I just received the itinerary for my upcoming trip to Nalerigu, Ghana, West Africa from Dr Paul Shumpert yesterday. I got my notification that the visa service has my application. I had previously been told that my application for a medical license in Ghana was proceeding without a hitch and finally I talked with the foreign travel clinic and learned I need no additional shots.
I guess this is really gonna happen.
To some extent, of course, I feel like this is now becoming routine. This will be the seventh overseas mission trip I have taken since 2000. The anxiety of list-making, packing and organizing is now fairly easy. Moreover, the professional concerns of whether I will be able to function in a "alternative tech" are no longer uppermost in my mind. I am sure I will meet kids with terrible problems and insufficient resources... that is a given. I am also sure that grace will be sufficient for the task. We will muddle through somehow and the end result will be in His will.
I am also sure I will meet wonderful people.

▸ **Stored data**
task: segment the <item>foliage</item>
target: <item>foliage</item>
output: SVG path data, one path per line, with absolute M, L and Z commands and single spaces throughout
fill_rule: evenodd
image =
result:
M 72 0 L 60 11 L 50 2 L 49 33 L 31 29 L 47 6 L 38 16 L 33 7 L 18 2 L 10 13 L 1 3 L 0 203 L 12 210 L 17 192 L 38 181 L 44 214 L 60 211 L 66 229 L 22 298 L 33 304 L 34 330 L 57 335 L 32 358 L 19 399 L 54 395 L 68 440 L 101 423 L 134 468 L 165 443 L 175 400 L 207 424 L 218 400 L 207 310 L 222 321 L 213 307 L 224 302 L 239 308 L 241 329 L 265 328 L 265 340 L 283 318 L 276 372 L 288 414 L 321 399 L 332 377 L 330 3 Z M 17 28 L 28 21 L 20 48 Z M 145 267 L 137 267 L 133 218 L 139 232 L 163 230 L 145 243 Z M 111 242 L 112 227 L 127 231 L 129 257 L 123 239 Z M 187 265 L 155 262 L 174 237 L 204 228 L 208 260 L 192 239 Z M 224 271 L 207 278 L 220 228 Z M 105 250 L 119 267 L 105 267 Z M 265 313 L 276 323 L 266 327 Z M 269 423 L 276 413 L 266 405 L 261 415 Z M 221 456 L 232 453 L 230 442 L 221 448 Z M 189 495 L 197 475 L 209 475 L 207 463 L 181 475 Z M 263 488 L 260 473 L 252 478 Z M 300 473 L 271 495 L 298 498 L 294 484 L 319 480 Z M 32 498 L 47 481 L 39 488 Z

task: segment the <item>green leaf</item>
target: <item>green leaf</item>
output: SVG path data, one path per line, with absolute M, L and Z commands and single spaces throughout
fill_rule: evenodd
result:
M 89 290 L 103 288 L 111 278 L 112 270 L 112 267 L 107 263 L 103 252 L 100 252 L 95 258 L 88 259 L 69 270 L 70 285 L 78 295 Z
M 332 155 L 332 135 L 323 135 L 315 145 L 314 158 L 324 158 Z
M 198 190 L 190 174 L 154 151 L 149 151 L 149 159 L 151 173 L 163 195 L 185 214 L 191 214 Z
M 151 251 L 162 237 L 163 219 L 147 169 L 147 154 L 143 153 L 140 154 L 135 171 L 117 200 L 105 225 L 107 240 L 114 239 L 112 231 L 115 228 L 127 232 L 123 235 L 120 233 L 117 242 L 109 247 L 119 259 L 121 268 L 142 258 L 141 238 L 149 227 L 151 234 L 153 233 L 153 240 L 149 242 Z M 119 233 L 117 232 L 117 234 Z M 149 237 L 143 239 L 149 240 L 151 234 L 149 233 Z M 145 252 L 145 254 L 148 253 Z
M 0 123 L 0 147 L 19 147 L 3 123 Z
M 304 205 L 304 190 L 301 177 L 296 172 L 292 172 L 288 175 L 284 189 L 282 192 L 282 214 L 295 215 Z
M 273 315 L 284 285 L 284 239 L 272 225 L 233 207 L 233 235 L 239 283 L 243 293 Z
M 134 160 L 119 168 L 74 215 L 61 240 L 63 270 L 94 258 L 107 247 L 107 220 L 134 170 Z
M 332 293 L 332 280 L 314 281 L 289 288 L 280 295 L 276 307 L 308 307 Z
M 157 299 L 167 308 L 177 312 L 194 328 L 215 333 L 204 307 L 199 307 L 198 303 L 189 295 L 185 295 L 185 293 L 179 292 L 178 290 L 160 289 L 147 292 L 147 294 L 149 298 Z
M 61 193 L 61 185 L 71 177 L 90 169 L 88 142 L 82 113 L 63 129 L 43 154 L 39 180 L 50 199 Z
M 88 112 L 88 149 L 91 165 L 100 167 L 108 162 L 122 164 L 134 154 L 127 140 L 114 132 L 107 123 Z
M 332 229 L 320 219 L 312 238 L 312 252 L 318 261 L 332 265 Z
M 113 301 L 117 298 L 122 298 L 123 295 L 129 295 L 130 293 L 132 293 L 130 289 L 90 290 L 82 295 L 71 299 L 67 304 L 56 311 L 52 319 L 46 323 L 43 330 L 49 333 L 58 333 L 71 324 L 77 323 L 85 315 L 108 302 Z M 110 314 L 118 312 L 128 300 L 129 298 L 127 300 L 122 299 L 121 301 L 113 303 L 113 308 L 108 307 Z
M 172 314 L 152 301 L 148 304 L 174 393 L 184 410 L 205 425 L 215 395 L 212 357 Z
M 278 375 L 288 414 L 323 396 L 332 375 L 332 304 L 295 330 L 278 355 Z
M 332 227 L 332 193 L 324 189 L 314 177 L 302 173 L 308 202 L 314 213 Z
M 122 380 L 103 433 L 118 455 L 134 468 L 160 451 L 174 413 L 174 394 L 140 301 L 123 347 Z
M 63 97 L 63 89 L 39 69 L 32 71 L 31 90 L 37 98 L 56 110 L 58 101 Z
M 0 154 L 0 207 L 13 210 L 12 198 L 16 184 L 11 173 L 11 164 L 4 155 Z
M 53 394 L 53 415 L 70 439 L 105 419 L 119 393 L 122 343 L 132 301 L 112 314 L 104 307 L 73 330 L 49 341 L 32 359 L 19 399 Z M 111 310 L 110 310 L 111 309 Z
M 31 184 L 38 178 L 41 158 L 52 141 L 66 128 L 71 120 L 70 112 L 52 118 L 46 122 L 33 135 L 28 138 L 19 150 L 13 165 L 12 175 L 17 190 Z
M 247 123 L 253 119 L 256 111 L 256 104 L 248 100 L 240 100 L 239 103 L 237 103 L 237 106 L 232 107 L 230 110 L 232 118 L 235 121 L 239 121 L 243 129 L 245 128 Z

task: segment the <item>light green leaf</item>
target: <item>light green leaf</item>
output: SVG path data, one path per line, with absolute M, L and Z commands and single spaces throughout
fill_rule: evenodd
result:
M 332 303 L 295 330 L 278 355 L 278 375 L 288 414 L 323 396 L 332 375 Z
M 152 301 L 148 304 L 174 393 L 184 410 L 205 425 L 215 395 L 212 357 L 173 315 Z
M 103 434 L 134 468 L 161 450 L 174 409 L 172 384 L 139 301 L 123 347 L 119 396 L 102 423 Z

▸ **Work order 1**
Which place names appear in the mission trip post? List each one once.
▸ **Work order 2**
In the mission trip post, which overseas mission trip since 2000 will this one be?
▸ **Work order 3**
Return the mission trip post's wording from "To some extent, of" up to and including "meet wonderful people.".

▸ **Exercise result 1**
Nalerigu, Ghana, West Africa

▸ **Exercise result 2**
It will be the seventh.

▸ **Exercise result 3**
To some extent, of course, I feel like this is now becoming routine. This will be the seventh overseas mission trip I have taken since 2000. The anxiety of list-making, packing and organizing is now fairly easy. Moreover, the professional concerns of whether I will be able to function in a "alternative tech" are no longer uppermost in my mind. I am sure I will meet kids with terrible problems and insufficient resources... that is a given. I am also sure that grace will be sufficient for the task. We will muddle through somehow and the end result will be in His will.
I am also sure I will meet wonderful people.